## Your task
The lines from the one containing "Can you see the ocean" through the final line of the data below must be written out exactly, both included, and nothing more.

Extracted records:
------
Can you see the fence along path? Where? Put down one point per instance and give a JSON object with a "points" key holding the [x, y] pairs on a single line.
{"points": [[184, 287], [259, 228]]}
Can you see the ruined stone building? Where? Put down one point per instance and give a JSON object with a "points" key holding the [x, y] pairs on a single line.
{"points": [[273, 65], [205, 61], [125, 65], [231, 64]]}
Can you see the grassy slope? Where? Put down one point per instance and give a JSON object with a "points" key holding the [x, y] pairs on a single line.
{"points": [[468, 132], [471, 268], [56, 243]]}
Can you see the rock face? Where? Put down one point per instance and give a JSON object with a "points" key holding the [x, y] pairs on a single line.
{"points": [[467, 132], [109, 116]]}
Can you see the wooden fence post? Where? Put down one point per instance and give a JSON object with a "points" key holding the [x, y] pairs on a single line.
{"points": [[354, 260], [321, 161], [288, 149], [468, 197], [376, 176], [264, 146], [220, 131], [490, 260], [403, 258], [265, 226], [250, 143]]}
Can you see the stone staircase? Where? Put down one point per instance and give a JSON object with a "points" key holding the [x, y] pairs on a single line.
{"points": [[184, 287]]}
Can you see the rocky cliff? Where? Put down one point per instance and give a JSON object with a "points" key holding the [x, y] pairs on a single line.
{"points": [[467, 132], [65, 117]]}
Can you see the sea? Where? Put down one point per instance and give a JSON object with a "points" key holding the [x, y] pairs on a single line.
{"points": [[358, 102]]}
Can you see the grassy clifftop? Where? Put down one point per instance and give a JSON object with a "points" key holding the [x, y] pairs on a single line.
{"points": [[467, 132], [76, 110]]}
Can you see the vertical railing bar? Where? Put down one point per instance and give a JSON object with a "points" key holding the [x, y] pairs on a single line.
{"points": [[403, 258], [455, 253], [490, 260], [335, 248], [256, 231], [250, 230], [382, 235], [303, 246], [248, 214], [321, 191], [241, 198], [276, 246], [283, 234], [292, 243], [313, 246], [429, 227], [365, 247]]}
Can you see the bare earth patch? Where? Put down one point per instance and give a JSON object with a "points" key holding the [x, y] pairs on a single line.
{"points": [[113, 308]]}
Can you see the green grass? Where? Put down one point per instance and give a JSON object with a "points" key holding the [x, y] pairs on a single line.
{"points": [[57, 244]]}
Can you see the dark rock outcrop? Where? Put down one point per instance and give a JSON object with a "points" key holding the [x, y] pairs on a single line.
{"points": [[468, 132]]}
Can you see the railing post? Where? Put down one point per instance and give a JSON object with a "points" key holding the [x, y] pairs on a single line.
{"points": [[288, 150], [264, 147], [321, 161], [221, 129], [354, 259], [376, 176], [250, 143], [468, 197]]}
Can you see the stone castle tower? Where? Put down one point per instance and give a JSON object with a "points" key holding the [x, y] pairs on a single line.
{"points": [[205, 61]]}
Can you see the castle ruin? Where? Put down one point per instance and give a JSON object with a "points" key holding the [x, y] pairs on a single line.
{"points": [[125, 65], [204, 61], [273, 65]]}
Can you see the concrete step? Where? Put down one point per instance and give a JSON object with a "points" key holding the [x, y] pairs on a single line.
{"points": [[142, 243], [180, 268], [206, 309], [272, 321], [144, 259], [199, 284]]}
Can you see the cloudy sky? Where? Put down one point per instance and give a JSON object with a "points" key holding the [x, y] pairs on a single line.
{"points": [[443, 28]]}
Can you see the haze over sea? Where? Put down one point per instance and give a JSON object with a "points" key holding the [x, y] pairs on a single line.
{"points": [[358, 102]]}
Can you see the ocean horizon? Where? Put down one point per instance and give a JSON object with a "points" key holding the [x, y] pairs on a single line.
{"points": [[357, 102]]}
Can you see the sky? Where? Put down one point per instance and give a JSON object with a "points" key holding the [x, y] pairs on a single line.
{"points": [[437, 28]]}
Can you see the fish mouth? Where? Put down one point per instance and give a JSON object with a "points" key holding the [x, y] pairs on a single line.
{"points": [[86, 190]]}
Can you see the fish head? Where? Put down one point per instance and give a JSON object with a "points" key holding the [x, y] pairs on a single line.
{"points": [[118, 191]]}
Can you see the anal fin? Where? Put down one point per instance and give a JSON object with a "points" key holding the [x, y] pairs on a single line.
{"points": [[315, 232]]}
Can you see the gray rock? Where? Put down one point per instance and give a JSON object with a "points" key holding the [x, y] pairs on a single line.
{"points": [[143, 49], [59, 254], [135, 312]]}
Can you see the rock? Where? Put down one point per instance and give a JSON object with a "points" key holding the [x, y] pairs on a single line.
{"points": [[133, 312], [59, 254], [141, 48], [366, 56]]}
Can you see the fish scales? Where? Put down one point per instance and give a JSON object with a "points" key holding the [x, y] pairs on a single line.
------
## Answer area
Can you see the ocean horizon? Where? Put down one point per instance and give a JSON object with a "points" key holding the [x, y] pairs on a single line.
{"points": [[357, 102]]}
Can you see the sky? Where? Put down one point per instance and give a JSON object with a "points" key holding the [x, y] pairs on a single line.
{"points": [[437, 28]]}
Can you see the fish mouth? Where? Put down one point per instance and give a JSON object with a "points" key holding the [x, y] pairs on a single line.
{"points": [[86, 190]]}
Can you see the fish head? Where? Put down one point per instance and give a JSON object with a "points" key holding the [x, y] pairs on a single line.
{"points": [[118, 191]]}
Can you see the anal fin? Where? Put down one point per instance and give a JSON object with a "points" key holding the [x, y] pairs on a single line.
{"points": [[315, 232]]}
Can you see the gray rock? Where? Put down one point per instance and give a JSON object with a "points" key holding the [x, y] pairs on a single line.
{"points": [[143, 49], [59, 254], [135, 312]]}
Can you see the rock? Where? Put down one point per instance and give a JSON object with a "points" key holding the [x, y] pairs on a single line.
{"points": [[133, 312], [59, 254], [141, 48], [366, 56]]}
Can you see the fish scales? Where? Put down one point per instance and give a JSON object with a "points" key holding the [x, y] pairs on a single line.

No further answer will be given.